◆ Dataset ◆
----

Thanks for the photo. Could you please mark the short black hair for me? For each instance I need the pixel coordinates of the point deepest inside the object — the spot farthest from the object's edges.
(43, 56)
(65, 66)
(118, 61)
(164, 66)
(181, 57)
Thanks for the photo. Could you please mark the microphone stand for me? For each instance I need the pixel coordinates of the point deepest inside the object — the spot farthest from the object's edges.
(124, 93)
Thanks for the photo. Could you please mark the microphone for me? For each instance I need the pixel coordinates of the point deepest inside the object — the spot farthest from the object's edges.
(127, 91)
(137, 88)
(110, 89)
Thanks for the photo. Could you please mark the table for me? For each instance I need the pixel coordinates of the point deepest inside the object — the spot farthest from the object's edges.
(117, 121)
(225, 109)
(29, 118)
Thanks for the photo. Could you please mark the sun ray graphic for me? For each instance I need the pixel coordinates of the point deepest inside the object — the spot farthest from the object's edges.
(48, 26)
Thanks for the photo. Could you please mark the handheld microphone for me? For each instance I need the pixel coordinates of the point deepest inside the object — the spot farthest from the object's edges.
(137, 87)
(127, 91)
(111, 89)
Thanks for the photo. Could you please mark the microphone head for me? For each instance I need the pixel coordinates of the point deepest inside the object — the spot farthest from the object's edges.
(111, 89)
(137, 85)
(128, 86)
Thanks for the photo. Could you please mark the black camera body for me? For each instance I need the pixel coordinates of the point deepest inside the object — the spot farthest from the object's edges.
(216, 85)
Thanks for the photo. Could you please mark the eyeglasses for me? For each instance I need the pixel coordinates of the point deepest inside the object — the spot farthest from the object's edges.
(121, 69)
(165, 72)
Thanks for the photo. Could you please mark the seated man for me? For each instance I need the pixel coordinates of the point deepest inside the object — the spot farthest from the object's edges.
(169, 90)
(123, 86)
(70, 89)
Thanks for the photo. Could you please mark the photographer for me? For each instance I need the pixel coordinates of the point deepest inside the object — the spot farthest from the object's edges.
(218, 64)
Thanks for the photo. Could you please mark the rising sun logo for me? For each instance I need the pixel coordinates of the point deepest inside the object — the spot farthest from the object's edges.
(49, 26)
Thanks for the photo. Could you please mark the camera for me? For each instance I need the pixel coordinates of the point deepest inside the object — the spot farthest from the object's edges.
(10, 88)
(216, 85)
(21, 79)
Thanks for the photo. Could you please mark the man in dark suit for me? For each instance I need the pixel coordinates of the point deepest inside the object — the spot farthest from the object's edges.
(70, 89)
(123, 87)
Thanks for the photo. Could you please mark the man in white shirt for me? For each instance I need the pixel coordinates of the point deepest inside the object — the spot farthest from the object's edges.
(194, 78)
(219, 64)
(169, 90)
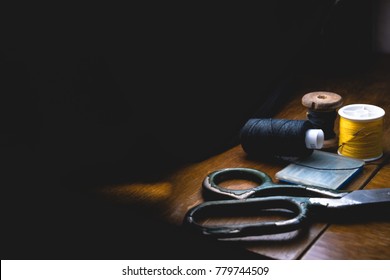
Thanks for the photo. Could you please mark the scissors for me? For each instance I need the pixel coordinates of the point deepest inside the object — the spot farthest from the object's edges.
(304, 202)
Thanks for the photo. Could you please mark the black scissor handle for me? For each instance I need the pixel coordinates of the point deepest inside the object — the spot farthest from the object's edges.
(298, 206)
(212, 181)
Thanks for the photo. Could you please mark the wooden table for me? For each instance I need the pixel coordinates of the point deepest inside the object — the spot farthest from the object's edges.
(172, 196)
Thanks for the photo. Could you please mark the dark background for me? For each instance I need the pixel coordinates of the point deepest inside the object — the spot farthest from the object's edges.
(98, 95)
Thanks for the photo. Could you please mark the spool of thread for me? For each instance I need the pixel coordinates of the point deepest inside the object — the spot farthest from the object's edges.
(322, 106)
(361, 131)
(273, 138)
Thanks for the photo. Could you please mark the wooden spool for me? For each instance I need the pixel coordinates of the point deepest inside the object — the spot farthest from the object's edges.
(323, 101)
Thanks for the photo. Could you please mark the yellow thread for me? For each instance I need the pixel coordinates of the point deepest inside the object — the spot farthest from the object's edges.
(361, 139)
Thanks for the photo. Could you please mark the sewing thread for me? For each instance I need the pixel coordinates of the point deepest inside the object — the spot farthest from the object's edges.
(361, 131)
(273, 138)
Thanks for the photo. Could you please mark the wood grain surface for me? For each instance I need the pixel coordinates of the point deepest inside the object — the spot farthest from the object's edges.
(174, 195)
(362, 240)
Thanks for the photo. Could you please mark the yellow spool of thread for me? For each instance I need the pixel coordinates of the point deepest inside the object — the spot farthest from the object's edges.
(361, 131)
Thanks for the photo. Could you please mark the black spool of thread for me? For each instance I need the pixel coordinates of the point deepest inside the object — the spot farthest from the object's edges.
(279, 138)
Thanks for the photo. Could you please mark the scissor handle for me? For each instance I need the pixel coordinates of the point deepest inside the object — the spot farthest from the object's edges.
(212, 180)
(297, 205)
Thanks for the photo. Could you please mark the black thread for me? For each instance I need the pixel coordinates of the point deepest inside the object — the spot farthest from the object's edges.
(324, 121)
(275, 138)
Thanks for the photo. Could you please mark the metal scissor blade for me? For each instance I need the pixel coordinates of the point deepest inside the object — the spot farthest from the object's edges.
(376, 196)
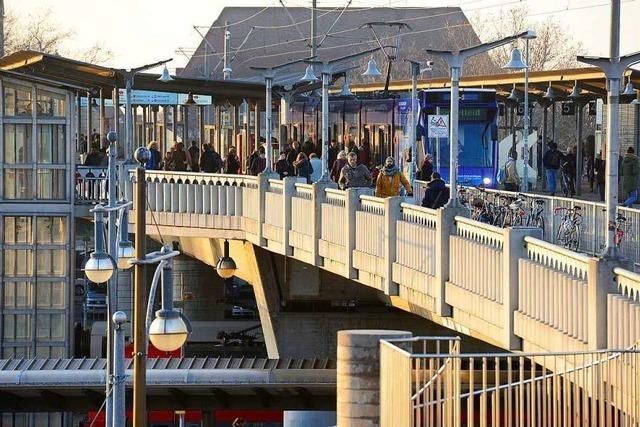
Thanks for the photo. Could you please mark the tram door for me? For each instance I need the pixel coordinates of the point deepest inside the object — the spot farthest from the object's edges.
(380, 142)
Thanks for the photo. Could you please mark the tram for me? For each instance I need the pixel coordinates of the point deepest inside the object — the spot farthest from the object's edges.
(477, 134)
(380, 125)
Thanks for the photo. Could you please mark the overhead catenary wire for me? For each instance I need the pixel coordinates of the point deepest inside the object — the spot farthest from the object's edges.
(338, 34)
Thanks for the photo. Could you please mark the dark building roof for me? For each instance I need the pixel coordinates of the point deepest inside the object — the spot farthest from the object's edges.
(268, 36)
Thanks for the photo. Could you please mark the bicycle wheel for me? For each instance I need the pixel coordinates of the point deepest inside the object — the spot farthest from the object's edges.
(574, 239)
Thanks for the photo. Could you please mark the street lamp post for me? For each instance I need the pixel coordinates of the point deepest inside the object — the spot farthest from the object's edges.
(269, 74)
(455, 61)
(516, 63)
(327, 69)
(415, 114)
(169, 330)
(613, 68)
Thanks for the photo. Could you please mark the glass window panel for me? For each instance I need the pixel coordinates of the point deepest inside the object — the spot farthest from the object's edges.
(51, 230)
(18, 184)
(9, 330)
(17, 295)
(51, 262)
(17, 101)
(50, 295)
(51, 184)
(18, 262)
(17, 229)
(51, 104)
(17, 147)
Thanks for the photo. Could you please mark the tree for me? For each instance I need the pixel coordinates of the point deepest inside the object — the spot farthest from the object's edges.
(41, 32)
(552, 49)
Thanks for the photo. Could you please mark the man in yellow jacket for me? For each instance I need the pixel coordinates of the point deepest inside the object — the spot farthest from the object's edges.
(389, 180)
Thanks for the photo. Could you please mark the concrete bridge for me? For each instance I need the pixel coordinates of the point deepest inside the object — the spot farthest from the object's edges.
(505, 286)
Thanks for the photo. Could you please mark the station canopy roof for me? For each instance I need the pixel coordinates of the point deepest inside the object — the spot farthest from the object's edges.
(82, 74)
(589, 79)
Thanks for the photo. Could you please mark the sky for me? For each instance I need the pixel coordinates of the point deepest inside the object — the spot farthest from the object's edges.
(144, 31)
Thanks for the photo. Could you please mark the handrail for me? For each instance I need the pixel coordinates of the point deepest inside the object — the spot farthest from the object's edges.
(553, 255)
(630, 283)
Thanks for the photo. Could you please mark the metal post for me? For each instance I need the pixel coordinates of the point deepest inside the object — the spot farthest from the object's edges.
(128, 141)
(119, 377)
(89, 120)
(314, 47)
(113, 282)
(140, 288)
(579, 146)
(226, 74)
(413, 167)
(268, 124)
(524, 187)
(102, 118)
(326, 77)
(545, 132)
(453, 137)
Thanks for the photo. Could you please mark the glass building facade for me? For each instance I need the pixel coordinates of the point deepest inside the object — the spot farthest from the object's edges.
(36, 227)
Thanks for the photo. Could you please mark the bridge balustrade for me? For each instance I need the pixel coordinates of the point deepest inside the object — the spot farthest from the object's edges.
(623, 310)
(483, 273)
(554, 306)
(504, 285)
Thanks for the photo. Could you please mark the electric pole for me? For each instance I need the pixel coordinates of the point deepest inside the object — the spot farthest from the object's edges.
(313, 28)
(1, 28)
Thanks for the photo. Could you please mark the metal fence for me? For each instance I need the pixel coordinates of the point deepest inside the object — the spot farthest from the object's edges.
(591, 388)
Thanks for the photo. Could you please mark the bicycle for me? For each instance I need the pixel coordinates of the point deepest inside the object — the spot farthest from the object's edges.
(620, 226)
(535, 216)
(569, 229)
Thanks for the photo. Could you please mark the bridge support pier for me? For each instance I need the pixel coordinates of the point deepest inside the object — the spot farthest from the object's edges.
(358, 376)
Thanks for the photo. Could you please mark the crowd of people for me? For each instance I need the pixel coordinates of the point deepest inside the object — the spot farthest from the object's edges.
(559, 166)
(350, 167)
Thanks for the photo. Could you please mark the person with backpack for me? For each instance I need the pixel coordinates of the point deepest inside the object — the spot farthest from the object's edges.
(194, 153)
(232, 162)
(551, 162)
(511, 177)
(437, 193)
(630, 168)
(210, 161)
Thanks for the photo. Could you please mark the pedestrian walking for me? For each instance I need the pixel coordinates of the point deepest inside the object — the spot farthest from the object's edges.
(340, 163)
(258, 162)
(389, 180)
(194, 153)
(551, 162)
(155, 158)
(283, 168)
(303, 167)
(426, 168)
(316, 166)
(354, 175)
(437, 193)
(511, 177)
(232, 162)
(210, 160)
(630, 176)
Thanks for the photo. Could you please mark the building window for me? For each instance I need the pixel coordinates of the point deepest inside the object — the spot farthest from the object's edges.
(17, 143)
(51, 184)
(51, 144)
(34, 283)
(51, 104)
(17, 101)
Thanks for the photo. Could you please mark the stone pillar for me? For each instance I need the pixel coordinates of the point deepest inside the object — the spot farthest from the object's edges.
(358, 376)
(309, 418)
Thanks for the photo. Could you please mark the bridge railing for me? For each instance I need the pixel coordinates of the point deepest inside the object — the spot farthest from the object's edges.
(553, 307)
(452, 389)
(483, 277)
(624, 310)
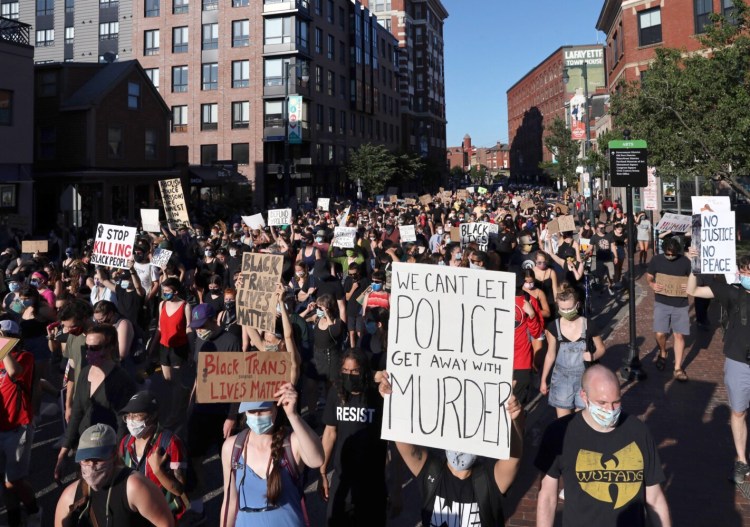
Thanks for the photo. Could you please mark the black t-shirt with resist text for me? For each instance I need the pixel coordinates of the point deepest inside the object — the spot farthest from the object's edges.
(605, 473)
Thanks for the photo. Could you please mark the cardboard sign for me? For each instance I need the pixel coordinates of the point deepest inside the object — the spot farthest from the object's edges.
(174, 201)
(407, 232)
(160, 258)
(280, 217)
(674, 222)
(113, 246)
(233, 377)
(344, 237)
(672, 284)
(256, 296)
(450, 358)
(150, 220)
(34, 246)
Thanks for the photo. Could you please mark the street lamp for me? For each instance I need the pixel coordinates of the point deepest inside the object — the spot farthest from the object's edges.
(587, 116)
(304, 73)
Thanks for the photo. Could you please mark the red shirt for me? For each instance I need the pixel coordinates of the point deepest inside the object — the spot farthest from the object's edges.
(16, 407)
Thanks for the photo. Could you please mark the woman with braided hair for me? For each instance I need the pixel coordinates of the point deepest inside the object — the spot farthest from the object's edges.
(262, 465)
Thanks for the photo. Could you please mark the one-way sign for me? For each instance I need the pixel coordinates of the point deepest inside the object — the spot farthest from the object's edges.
(628, 162)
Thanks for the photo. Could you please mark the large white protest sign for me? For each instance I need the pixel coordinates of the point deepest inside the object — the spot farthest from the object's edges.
(450, 358)
(344, 237)
(113, 246)
(407, 232)
(280, 217)
(150, 220)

----

◆ Objective ◆
Exactly reproduce the lines that run from the line with "street lamp for" through the last line of the records, inclusive.

◆ Exercise response ◆
Thanks for the photo. Could you please mark the street lamp for me? For each instance I need the pixel coordinates of the point deepest inside the object — the spot farthest from the object's edges.
(587, 116)
(304, 73)
Thanks for the photo. Could you please mark the red shirt for me? For each instance I need the pixel coordinates of the point deepest inside the object — the spot farthest from the object's edges.
(16, 407)
Thanks for the photo. Could you please mark the woman with braided hair for me? For each instance I need the pixel coordinates of the point deepest inside the object — the spot farthest from the object's edges.
(262, 465)
Thanks for the photo. Could you please mark the one-way sign for me? For each instance I need the pixel coordinates of the point deepest inside the object — the spot farthest from the object's edges.
(628, 162)
Thanks for the photo. Could you please mark the large white protest sign for me? For each instance I need the pixel coordinates of the point deepest inside the object — the spot farthest from the object's edges.
(450, 358)
(344, 237)
(113, 246)
(407, 232)
(280, 217)
(150, 220)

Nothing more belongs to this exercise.